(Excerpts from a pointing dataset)
— Begin —
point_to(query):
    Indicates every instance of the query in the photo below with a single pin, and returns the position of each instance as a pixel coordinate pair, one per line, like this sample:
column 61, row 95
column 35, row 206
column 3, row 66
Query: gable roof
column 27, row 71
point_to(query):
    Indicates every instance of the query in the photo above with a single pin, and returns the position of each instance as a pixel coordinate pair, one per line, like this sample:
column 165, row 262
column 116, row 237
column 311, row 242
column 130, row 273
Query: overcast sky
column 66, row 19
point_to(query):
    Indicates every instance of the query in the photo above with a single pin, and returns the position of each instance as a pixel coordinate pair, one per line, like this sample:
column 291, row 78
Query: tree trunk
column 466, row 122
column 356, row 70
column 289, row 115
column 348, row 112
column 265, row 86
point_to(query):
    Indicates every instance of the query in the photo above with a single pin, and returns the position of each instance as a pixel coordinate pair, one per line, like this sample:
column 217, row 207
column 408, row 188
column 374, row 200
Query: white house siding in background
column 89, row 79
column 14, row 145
— End —
Goal: Rewrite all of the rows above, changing "single pin" to "single marker" wherever it occurs and leaving everything else as it is.

Solution for this problem:
point_to(query):
    Indicates every instance of the query in the photo below with a single marker, and returns the position of each instance as a pixel coordinate pair, one per line, like this sample:
column 61, row 95
column 35, row 206
column 3, row 66
Query: gable roof
column 27, row 71
point_to(query):
    Indicates every instance of the query in the photo above with a single marker, and returns the position of each instance as a pixel coordinate pair, one per line, like this sample:
column 165, row 262
column 116, row 237
column 311, row 242
column 130, row 273
Query: overcast sky
column 66, row 19
point_to(query):
    Indicates every instance of the query in the photo above with a single marker, and returns the position of each instance as a pixel coordinate pair, one per line, like this sample:
column 291, row 78
Query: tree trunk
column 466, row 122
column 356, row 70
column 289, row 115
column 348, row 112
column 265, row 86
point_to(query):
    Indicates every instance of the query in the photo above with a single marker, and returns the position of each instance as a pixel coordinate pair, one per line, like this sample:
column 217, row 207
column 408, row 188
column 374, row 200
Query: white house siding in background
column 89, row 79
column 14, row 145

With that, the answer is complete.